:: Task objective ::
Every record below, from first to last, should be copied exactly; leave the pictures out.

[Image-backed grounding data]
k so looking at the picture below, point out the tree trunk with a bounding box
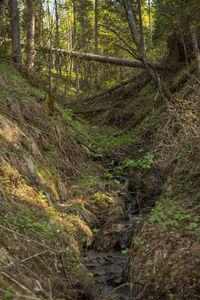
[54,0,61,77]
[148,0,152,49]
[122,0,170,103]
[26,0,35,72]
[47,0,52,93]
[8,0,22,67]
[73,0,79,95]
[190,25,200,75]
[94,0,98,89]
[38,0,43,46]
[37,47,169,70]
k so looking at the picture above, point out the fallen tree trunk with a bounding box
[83,70,149,103]
[84,74,142,102]
[37,46,169,70]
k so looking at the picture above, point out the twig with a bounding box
[59,253,68,280]
[48,279,53,299]
[21,251,48,262]
[134,282,149,299]
[112,282,132,293]
[99,23,138,59]
[1,271,35,296]
[187,204,200,212]
[0,289,41,299]
[0,188,7,202]
[0,224,58,254]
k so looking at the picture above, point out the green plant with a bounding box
[186,222,198,230]
[93,193,108,203]
[3,286,15,299]
[121,248,129,254]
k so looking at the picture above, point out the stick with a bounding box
[21,251,48,262]
[1,272,35,296]
[0,224,58,254]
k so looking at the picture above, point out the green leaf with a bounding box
[121,248,129,254]
[6,286,15,293]
[88,272,94,277]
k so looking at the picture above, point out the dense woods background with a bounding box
[1,0,199,95]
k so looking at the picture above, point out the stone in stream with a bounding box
[94,221,133,251]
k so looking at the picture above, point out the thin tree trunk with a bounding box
[8,0,22,67]
[26,0,35,72]
[38,0,43,46]
[148,0,152,49]
[73,0,79,95]
[47,0,52,94]
[54,0,62,77]
[94,0,98,89]
[190,25,200,75]
[122,0,170,103]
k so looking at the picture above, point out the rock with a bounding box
[79,207,100,228]
[95,221,133,251]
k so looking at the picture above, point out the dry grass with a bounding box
[0,63,101,299]
[127,76,200,299]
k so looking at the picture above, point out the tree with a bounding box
[94,0,98,88]
[26,0,35,72]
[73,0,80,94]
[152,0,200,64]
[121,0,170,102]
[8,0,22,67]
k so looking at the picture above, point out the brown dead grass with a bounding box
[126,75,200,299]
[0,63,101,299]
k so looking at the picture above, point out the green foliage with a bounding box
[121,248,129,254]
[90,132,139,153]
[124,152,154,171]
[93,193,108,203]
[112,152,154,179]
[3,286,15,299]
[88,272,94,277]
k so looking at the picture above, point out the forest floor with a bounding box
[0,62,199,300]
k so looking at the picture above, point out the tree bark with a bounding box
[54,0,61,77]
[38,0,43,46]
[122,0,171,103]
[73,0,79,95]
[8,0,22,67]
[47,0,52,93]
[26,0,35,72]
[94,0,98,88]
[37,47,169,70]
[190,25,200,75]
[148,0,152,49]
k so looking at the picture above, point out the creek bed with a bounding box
[83,249,129,299]
[83,195,139,299]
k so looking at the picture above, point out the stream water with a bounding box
[83,194,139,299]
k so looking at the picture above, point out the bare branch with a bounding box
[99,23,138,59]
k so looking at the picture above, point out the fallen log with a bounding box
[37,46,169,70]
[83,73,144,102]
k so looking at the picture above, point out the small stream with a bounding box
[83,194,140,299]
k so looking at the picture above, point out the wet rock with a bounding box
[94,221,133,251]
[79,207,100,228]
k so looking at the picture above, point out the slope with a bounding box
[0,62,119,300]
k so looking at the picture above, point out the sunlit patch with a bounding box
[0,115,41,156]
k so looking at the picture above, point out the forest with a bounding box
[0,0,200,299]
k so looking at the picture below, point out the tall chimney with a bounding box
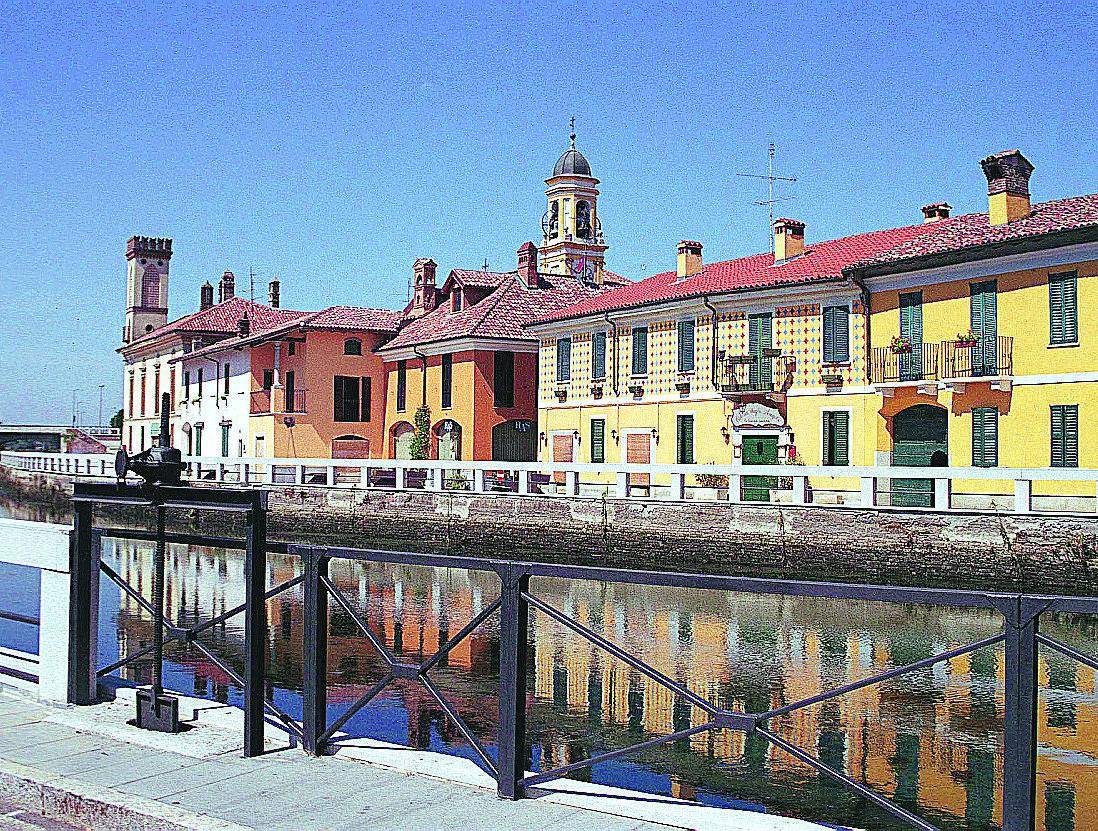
[920,203,952,223]
[981,150,1034,226]
[676,240,702,279]
[411,258,438,316]
[219,271,236,302]
[268,278,280,308]
[200,281,214,310]
[517,241,539,288]
[773,218,805,261]
[238,314,250,337]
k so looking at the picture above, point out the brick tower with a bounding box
[123,236,172,343]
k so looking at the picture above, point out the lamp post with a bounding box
[98,385,105,428]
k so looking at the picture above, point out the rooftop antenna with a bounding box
[569,114,576,149]
[248,268,257,304]
[483,257,489,271]
[737,143,797,252]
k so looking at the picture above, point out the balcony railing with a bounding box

:: Finished exercise ::
k so looking at the picture below, point out the tree trunk with a bounding box
[54,0,61,77]
[148,0,152,49]
[122,0,170,103]
[26,0,35,72]
[47,0,52,93]
[8,0,22,67]
[73,0,79,95]
[190,25,200,75]
[94,0,98,89]
[38,0,43,46]
[37,47,169,70]
k so looking at the picture above, point out the fallen tree trunk with a bounding box
[83,70,149,103]
[84,74,142,102]
[37,46,169,70]
k so looking at the picture above, point out the twig with a bounding box
[59,253,68,280]
[48,279,53,299]
[21,251,48,262]
[134,282,149,299]
[112,282,132,293]
[99,23,138,59]
[1,271,35,296]
[187,204,200,212]
[0,289,41,299]
[0,188,7,202]
[0,224,58,254]
k so looking at the picture above, point out the green plant with a bounding box
[186,222,198,230]
[93,193,108,203]
[3,286,15,299]
[121,248,129,254]
k so looking at the picture above, point out the stick with a bounding box
[21,251,48,262]
[1,272,35,296]
[0,224,58,254]
k so looking at the picture above, point out the green leaf with a bounding box
[121,248,129,254]
[6,286,15,293]
[88,272,94,277]
k so looking at the picture above, point out the dense woods background with a bounding box
[1,0,199,95]
k so looking at the picture above, point out the stone in stream with a bounding box
[94,221,133,251]
k so looking at the picture above, point out the thin tree trunk with a bounding box
[8,0,22,67]
[26,0,35,72]
[38,0,43,46]
[148,0,152,49]
[73,0,79,95]
[47,0,52,94]
[54,0,62,77]
[94,0,98,89]
[190,25,200,75]
[122,0,170,103]
k so looking at the picture above, point out the rock with a bounding box
[79,207,100,228]
[95,221,133,251]
k so looking at the picture above, point out the dry grass with a bounding box
[0,63,101,299]
[127,76,200,299]
k so looking at the picture above, point out the tree with a bounding box
[94,0,98,88]
[26,0,35,72]
[73,0,80,94]
[152,0,200,64]
[121,0,170,102]
[8,0,22,67]
k so looking at the picture above, point out the brown dead grass with a bounding box
[126,75,200,299]
[0,63,101,299]
k so looking at the picture above, point out the green foliage with a bounding box
[121,248,129,254]
[90,132,139,153]
[124,152,154,171]
[93,193,108,203]
[112,152,154,179]
[3,286,15,299]
[88,272,94,277]
k so looking at the picture above, point out the forest floor with a bounding box
[0,62,199,300]
k so looking at the picture above, point out the tree bark with a bounding box
[54,0,61,77]
[38,0,43,46]
[122,0,171,103]
[73,0,79,95]
[8,0,22,67]
[47,0,52,93]
[26,0,35,72]
[94,0,98,88]
[37,47,169,70]
[190,25,200,75]
[148,0,152,49]
k so looking at the picture above, point out the creek bed with a bounding box
[83,249,129,299]
[83,195,139,299]
k so looking at the picture above, point out the stream water with a bounding box
[83,194,139,299]
k so looking at the picture above, point out the bare branch with a bounding box
[99,23,138,59]
k so looking at the picture above, point out the fallen log with a bounding box
[37,46,169,70]
[83,73,144,102]
k so looking at the picture above, point out the small stream with a bounding box
[83,194,140,299]
k so looking at the picture above, point out the wet rock with a bounding box
[94,221,133,251]
[79,207,100,228]
k so looking at the picture above, point out the slope with a bounding box
[0,62,119,300]
k so looking at the picture above, point out the sunlit patch with a bounding box
[0,115,41,156]
k so looking at the picture above, point out the forest with a bounding box
[0,0,200,299]
k so looking at the picture below, point out the tall chimney with a bounding box
[920,203,952,223]
[981,150,1034,226]
[676,240,702,279]
[411,258,438,316]
[219,271,236,302]
[268,278,280,308]
[200,281,214,310]
[517,241,539,288]
[773,218,805,261]
[238,314,250,337]
k so looking at the picture above, point out the brick tower with a bounding box
[123,236,172,343]
k so looking at the picture above, point out the lamp post with a bounding box
[98,385,105,428]
k so looking at the picture above, point out the rooftop antenna with a bounding box
[569,114,576,149]
[248,268,257,304]
[483,257,489,271]
[737,143,797,252]
k so looking at the picture above, point out the balcony railing with a bounding box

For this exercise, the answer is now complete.